Point-per-instance localization data
↓

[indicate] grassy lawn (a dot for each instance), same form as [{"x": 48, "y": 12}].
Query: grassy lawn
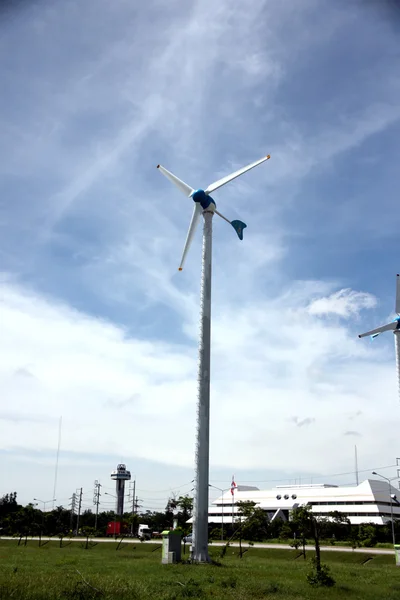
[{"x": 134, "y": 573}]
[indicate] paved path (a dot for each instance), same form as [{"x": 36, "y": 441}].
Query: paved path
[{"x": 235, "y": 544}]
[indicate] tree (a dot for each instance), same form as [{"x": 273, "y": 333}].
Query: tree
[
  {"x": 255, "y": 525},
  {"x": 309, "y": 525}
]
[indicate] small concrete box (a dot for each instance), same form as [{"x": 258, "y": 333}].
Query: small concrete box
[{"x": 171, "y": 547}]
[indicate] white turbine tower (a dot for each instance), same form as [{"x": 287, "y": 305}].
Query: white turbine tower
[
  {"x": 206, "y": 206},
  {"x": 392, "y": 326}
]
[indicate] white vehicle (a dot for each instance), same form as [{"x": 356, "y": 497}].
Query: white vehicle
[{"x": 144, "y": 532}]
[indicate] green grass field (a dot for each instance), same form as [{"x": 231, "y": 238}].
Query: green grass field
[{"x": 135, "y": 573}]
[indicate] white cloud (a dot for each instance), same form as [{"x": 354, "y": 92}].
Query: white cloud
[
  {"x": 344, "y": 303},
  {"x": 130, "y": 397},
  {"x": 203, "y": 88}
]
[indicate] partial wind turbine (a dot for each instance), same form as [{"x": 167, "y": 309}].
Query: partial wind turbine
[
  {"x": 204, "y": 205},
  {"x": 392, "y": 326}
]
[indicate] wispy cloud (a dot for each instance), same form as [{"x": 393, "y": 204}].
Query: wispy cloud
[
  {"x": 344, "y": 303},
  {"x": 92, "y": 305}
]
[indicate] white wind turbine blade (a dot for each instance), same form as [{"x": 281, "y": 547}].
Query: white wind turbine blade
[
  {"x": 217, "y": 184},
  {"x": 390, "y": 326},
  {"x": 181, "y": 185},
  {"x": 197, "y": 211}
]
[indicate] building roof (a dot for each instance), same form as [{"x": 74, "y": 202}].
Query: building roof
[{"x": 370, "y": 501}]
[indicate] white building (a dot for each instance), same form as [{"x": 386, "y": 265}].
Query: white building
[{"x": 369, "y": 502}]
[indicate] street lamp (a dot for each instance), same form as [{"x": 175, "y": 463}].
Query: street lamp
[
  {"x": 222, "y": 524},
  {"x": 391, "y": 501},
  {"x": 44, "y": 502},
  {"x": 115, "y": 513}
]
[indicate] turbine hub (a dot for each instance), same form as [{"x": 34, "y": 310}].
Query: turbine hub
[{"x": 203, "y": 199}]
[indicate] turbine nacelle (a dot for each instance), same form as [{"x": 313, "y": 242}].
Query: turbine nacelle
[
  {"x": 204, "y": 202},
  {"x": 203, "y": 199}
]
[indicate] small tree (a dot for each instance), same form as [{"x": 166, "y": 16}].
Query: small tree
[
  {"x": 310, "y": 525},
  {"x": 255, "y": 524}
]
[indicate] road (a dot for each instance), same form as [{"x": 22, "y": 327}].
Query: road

↑
↓

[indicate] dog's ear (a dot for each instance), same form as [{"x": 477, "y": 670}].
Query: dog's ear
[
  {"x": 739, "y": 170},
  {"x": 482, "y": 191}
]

↑

## Exercise requirements
Across the records above, tally the lines that contain "road" and give the result as a number alone.

## Solution for this task
2